## Action item
Express each line of the rows below as a JSON list of strings, one string per line, with blank lines left out.
Top of Data shown
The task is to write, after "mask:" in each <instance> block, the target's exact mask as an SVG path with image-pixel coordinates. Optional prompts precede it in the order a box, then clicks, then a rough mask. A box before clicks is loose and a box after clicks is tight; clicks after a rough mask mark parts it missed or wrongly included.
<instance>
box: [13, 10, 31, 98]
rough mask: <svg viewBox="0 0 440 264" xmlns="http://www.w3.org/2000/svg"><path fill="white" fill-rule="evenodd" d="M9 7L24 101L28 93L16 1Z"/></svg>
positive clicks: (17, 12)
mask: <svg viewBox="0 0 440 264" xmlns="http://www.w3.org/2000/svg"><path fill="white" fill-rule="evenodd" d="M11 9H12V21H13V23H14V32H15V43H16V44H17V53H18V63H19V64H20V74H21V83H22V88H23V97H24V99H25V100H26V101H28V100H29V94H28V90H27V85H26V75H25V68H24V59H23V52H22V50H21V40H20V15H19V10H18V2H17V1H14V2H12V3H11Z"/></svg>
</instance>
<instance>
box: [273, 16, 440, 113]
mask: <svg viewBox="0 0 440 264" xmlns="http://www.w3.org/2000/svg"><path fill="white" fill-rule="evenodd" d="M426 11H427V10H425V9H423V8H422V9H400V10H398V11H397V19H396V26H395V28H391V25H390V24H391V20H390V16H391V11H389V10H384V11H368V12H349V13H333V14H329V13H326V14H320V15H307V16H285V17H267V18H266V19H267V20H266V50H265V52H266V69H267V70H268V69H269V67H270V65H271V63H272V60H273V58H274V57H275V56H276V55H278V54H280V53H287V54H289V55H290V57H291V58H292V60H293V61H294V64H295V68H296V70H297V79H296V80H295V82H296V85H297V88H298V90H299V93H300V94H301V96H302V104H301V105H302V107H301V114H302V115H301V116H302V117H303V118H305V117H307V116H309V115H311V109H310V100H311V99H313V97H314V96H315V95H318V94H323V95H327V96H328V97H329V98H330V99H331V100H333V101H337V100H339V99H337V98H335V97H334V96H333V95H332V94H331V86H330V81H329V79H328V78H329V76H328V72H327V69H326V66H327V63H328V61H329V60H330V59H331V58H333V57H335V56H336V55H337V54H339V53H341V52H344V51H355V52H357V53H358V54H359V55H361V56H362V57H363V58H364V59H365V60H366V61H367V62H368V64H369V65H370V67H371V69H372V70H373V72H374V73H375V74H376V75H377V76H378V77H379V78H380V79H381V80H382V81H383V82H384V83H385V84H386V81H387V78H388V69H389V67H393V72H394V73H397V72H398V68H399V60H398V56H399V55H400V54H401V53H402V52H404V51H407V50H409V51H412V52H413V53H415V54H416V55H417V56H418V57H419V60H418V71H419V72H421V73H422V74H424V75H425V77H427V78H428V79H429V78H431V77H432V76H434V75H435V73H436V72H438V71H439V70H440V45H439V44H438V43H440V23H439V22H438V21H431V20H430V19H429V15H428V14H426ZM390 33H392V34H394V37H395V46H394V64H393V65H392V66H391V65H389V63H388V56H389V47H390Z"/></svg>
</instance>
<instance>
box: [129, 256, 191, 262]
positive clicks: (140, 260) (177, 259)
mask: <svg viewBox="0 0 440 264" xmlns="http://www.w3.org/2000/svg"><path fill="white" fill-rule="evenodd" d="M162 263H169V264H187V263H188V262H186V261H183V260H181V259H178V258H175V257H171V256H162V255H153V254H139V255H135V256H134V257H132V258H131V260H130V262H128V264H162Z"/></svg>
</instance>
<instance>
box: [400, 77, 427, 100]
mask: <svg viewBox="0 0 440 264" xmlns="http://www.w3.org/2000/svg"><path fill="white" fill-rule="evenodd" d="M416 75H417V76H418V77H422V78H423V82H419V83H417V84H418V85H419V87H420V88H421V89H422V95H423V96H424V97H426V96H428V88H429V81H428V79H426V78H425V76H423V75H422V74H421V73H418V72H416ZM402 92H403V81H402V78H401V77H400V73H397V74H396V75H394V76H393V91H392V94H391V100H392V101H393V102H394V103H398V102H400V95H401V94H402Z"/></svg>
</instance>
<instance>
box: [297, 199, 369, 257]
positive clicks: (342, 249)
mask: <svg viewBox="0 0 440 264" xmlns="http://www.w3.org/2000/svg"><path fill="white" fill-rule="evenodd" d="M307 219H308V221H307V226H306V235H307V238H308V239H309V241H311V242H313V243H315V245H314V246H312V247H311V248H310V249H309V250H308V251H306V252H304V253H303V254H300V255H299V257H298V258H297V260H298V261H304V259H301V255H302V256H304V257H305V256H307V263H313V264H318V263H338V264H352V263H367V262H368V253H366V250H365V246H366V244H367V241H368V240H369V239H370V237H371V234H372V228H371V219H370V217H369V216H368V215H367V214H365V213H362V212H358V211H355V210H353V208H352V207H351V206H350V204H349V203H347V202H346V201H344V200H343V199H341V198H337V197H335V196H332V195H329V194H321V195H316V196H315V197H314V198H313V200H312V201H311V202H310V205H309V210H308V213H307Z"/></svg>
Bottom of Data shown
## Written response
[
  "The task is to write, after \"mask:\" in each <instance> block, the target's exact mask as an SVG path with image-pixel coordinates. Optional prompts precede it in the order a box, then clicks, then a rough mask. A box before clicks is loose and a box after clicks is tight; clicks after a rough mask mark parts it missed or wrongly included.",
  "<instance>",
  "box: [13, 10, 31, 98]",
  "rough mask: <svg viewBox=\"0 0 440 264\" xmlns=\"http://www.w3.org/2000/svg\"><path fill=\"white\" fill-rule=\"evenodd\" d=\"M9 7L24 101L28 93L16 1Z\"/></svg>",
  "positive clicks: (17, 12)",
  "mask: <svg viewBox=\"0 0 440 264\" xmlns=\"http://www.w3.org/2000/svg\"><path fill=\"white\" fill-rule=\"evenodd\" d=\"M11 9H12V21H13V23H14V32H15V43H16V44H17V53H18V63H19V64H20V74H21V83H22V88H23V97H24V99H25V100H26V101H28V100H29V94H28V90H27V85H26V75H25V68H24V59H23V52H22V50H21V40H20V15H19V10H18V2H17V1H14V2H12V3H11Z\"/></svg>",
  "</instance>",
  "<instance>",
  "box: [273, 16, 440, 113]",
  "mask: <svg viewBox=\"0 0 440 264\" xmlns=\"http://www.w3.org/2000/svg\"><path fill=\"white\" fill-rule=\"evenodd\" d=\"M426 11H427V10H425V9H423V8H422V9H400V10H398V11H397V19H396V26H395V28H391V25H390V24H391V20H390V16H391V11H389V10H384V11H368V12H349V13H333V14H329V13H326V14H320V15H307V16H285V17H267V18H266V19H267V20H266V50H265V52H266V69H267V70H268V69H269V67H270V65H271V63H272V60H273V58H274V57H275V56H276V55H278V54H280V53H287V54H289V55H290V57H291V58H292V60H293V61H294V64H295V68H296V70H297V79H296V80H295V82H296V85H297V88H298V90H299V93H300V94H301V96H302V104H301V105H302V107H301V114H302V115H301V116H302V117H303V118H305V117H307V116H309V115H311V109H310V100H311V99H313V97H314V96H315V95H318V94H323V95H327V96H328V97H329V98H330V99H331V100H333V101H337V100H339V99H337V98H335V97H334V96H333V95H332V94H331V86H330V81H329V79H328V78H329V76H328V72H327V69H326V66H327V63H328V61H329V60H330V59H331V58H333V57H335V56H336V55H337V54H339V53H341V52H344V51H355V52H357V53H358V54H359V55H361V56H362V57H363V58H364V59H365V60H366V61H367V62H368V64H369V65H370V67H371V69H372V70H373V72H374V73H375V74H376V75H377V76H378V77H379V78H380V79H381V80H382V81H383V82H384V83H385V84H386V81H387V78H388V69H389V67H393V72H394V73H397V72H398V68H399V60H398V56H399V55H400V54H401V53H402V52H404V51H407V50H409V51H412V52H413V53H415V54H416V55H417V56H418V57H419V60H418V71H419V72H421V73H422V74H424V75H425V77H427V78H428V79H429V78H431V77H432V76H434V75H435V73H436V72H438V71H439V70H440V45H439V44H438V43H440V23H439V22H438V21H431V20H430V19H429V15H428V14H426ZM390 33H392V34H394V37H395V46H394V64H393V65H392V66H391V65H389V63H388V56H389V47H390Z\"/></svg>",
  "</instance>",
  "<instance>",
  "box: [129, 256, 191, 262]",
  "positive clicks: (140, 260) (177, 259)",
  "mask: <svg viewBox=\"0 0 440 264\" xmlns=\"http://www.w3.org/2000/svg\"><path fill=\"white\" fill-rule=\"evenodd\" d=\"M162 263H169V264H187V263H188V262H186V261H183V260H181V259H178V258H175V257H171V256H162V255H153V254H139V255H135V256H134V257H132V258H131V260H130V262H128V264H162Z\"/></svg>",
  "</instance>",
  "<instance>",
  "box: [400, 77, 427, 100]",
  "mask: <svg viewBox=\"0 0 440 264\" xmlns=\"http://www.w3.org/2000/svg\"><path fill=\"white\" fill-rule=\"evenodd\" d=\"M416 75H417V76H418V77H422V78H423V82H419V83H417V84H418V85H419V87H420V88H421V89H422V95H423V96H424V97H426V96H428V88H429V81H428V79H426V78H425V76H423V75H422V74H421V73H418V72H416ZM402 92H403V81H402V78H401V77H400V73H397V74H396V75H394V76H393V91H392V94H391V100H392V101H393V102H394V103H398V102H400V95H401V94H402Z\"/></svg>",
  "</instance>",
  "<instance>",
  "box: [297, 199, 369, 257]",
  "positive clicks: (342, 249)",
  "mask: <svg viewBox=\"0 0 440 264\" xmlns=\"http://www.w3.org/2000/svg\"><path fill=\"white\" fill-rule=\"evenodd\" d=\"M307 219H308V221H307V226H306V235H307V238H308V239H309V241H311V242H313V243H315V245H314V246H312V247H311V248H310V249H309V250H308V251H306V252H304V253H303V254H300V255H299V257H298V258H297V260H298V261H304V259H301V255H302V256H304V257H305V256H307V263H313V264H318V263H338V264H352V263H367V262H368V253H366V250H365V246H366V244H367V241H368V240H369V239H370V237H371V234H372V228H371V219H370V217H369V216H368V215H367V214H365V213H362V212H358V211H355V210H353V208H352V207H351V206H350V204H349V203H347V202H346V201H344V200H343V199H341V198H337V197H335V196H332V195H329V194H321V195H316V196H315V197H314V198H313V200H312V201H311V202H310V205H309V210H308V213H307Z\"/></svg>"
]